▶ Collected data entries

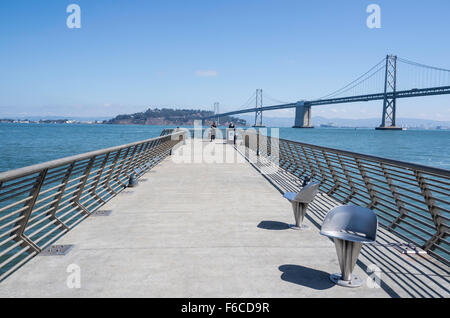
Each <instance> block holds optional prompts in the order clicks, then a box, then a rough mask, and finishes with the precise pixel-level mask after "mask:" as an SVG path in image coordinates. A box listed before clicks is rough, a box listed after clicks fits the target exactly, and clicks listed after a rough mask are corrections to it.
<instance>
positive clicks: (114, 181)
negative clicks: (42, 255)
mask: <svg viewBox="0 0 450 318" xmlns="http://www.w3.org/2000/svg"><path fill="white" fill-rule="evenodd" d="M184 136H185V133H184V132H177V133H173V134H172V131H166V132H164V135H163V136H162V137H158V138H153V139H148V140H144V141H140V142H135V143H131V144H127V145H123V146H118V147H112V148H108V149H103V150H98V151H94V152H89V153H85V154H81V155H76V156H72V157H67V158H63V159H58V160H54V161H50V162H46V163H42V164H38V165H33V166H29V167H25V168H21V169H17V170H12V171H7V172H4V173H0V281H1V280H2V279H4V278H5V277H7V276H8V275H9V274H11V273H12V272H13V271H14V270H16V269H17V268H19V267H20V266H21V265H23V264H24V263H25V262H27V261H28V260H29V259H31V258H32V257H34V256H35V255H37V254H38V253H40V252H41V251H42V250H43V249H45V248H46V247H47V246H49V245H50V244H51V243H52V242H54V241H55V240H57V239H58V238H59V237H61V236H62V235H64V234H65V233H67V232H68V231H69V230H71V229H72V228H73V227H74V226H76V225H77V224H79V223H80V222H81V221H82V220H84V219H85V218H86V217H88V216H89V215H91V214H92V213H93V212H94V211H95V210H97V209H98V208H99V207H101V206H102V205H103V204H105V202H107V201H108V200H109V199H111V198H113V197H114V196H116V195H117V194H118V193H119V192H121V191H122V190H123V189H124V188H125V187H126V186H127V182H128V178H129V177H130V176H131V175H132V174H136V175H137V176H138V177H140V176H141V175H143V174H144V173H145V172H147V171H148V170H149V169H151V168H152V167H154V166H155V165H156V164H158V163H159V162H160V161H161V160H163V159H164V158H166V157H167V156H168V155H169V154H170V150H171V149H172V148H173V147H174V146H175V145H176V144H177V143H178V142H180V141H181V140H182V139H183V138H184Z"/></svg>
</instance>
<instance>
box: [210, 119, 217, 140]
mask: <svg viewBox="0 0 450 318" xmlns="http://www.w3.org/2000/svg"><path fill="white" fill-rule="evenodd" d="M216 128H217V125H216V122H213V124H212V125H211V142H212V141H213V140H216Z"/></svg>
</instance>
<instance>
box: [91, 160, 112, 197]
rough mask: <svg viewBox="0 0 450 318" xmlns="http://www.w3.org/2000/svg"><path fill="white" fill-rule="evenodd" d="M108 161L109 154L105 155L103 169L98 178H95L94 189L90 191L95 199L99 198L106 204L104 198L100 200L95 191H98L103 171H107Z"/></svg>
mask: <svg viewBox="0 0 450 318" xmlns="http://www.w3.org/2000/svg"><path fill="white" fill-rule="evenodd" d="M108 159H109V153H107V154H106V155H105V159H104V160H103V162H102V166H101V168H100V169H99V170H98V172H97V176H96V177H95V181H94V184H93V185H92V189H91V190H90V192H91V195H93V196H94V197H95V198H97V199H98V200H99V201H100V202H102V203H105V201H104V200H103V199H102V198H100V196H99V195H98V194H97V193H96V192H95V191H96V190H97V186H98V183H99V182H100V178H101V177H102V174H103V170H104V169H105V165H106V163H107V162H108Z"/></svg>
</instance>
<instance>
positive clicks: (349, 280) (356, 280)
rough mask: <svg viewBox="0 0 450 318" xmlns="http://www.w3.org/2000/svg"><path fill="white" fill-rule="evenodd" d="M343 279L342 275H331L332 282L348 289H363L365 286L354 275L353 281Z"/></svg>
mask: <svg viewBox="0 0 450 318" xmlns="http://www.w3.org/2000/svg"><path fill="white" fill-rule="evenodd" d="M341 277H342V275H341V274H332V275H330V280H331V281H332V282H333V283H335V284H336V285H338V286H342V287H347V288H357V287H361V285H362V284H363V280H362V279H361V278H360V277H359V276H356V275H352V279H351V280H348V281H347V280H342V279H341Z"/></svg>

▶ Problem to solve
Please return every one of the items above without any changes, leaving out the pictures.

▶ Reply to the exercise
Each <instance> block holds optional prompts in the order clicks, then a box, then a rough mask, and finishes with the precise pixel-level mask after "mask:" as an SVG path in image coordinates. A box listed before clicks is rough, a box listed after clicks fits the target exactly, and clicks listed after a rough mask are corrections to it.
<instance>
positive clicks: (114, 181)
negative clicks: (42, 255)
mask: <svg viewBox="0 0 450 318" xmlns="http://www.w3.org/2000/svg"><path fill="white" fill-rule="evenodd" d="M184 136H185V133H184V132H177V133H173V134H172V131H166V132H164V135H163V136H162V137H158V138H153V139H148V140H144V141H140V142H135V143H131V144H127V145H123V146H118V147H112V148H108V149H103V150H98V151H94V152H89V153H85V154H81V155H76V156H72V157H67V158H63V159H58V160H54V161H50V162H46V163H42V164H38V165H33V166H29V167H25V168H21V169H17V170H12V171H7V172H4V173H0V281H1V280H2V279H4V278H5V277H7V276H8V275H9V274H11V273H12V272H13V271H14V270H16V269H17V268H19V267H20V266H21V265H23V264H24V263H25V262H27V261H28V260H29V259H31V258H32V257H34V256H35V255H37V254H38V253H40V252H41V251H42V250H43V249H45V248H46V247H47V246H49V245H50V244H51V243H52V242H54V241H55V240H57V239H58V238H59V237H61V236H62V235H64V234H65V233H67V232H68V231H69V230H71V229H72V228H73V227H74V226H76V225H77V224H79V223H80V222H81V221H82V220H84V219H85V218H86V217H88V216H89V215H91V214H92V213H93V212H94V211H95V210H97V209H98V208H99V207H101V206H102V205H103V204H105V202H107V201H108V200H109V199H111V198H113V197H114V196H116V195H117V194H118V193H119V192H121V191H122V190H123V189H124V188H125V187H126V186H127V182H128V178H129V177H130V176H131V175H132V174H136V175H137V176H138V177H140V176H141V175H143V174H144V173H145V172H147V171H148V170H149V169H151V168H152V167H154V166H155V165H156V164H158V163H159V162H160V161H161V160H163V159H164V158H166V157H167V156H168V155H169V154H170V150H171V149H172V148H173V147H174V146H175V145H176V144H177V143H178V142H180V141H181V140H182V139H183V138H184Z"/></svg>
</instance>
<instance>
box: [210, 119, 217, 140]
mask: <svg viewBox="0 0 450 318" xmlns="http://www.w3.org/2000/svg"><path fill="white" fill-rule="evenodd" d="M216 128H217V125H216V122H213V124H212V125H211V142H212V141H213V140H216Z"/></svg>
</instance>
<instance>
box: [91, 160, 112, 197]
rough mask: <svg viewBox="0 0 450 318" xmlns="http://www.w3.org/2000/svg"><path fill="white" fill-rule="evenodd" d="M108 161L109 154L105 155L103 169L98 178H95L94 189L90 191L95 199L99 198L106 204L104 198L100 200L95 191H98L103 171H107Z"/></svg>
mask: <svg viewBox="0 0 450 318" xmlns="http://www.w3.org/2000/svg"><path fill="white" fill-rule="evenodd" d="M108 159H109V153H107V154H106V155H105V159H104V160H103V162H102V166H101V168H100V169H99V170H98V172H97V176H96V177H95V181H94V184H93V185H92V189H91V190H90V192H91V195H93V196H94V197H95V198H97V199H98V200H99V201H100V202H102V203H105V201H104V200H103V199H102V198H100V196H99V195H98V194H97V193H96V192H95V191H96V190H97V186H98V183H99V182H100V178H101V177H102V174H103V170H104V169H105V165H106V163H107V162H108Z"/></svg>
</instance>
<instance>
positive clicks: (349, 280) (356, 280)
rough mask: <svg viewBox="0 0 450 318" xmlns="http://www.w3.org/2000/svg"><path fill="white" fill-rule="evenodd" d="M343 279L342 275H331L332 282L348 289H363L365 286L354 275L353 281Z"/></svg>
mask: <svg viewBox="0 0 450 318" xmlns="http://www.w3.org/2000/svg"><path fill="white" fill-rule="evenodd" d="M341 277H342V275H341V274H332V275H330V280H331V281H332V282H333V283H335V284H336V285H338V286H342V287H347V288H357V287H361V285H362V284H363V280H362V279H361V278H360V277H359V276H356V275H352V279H351V280H348V281H347V280H342V279H341Z"/></svg>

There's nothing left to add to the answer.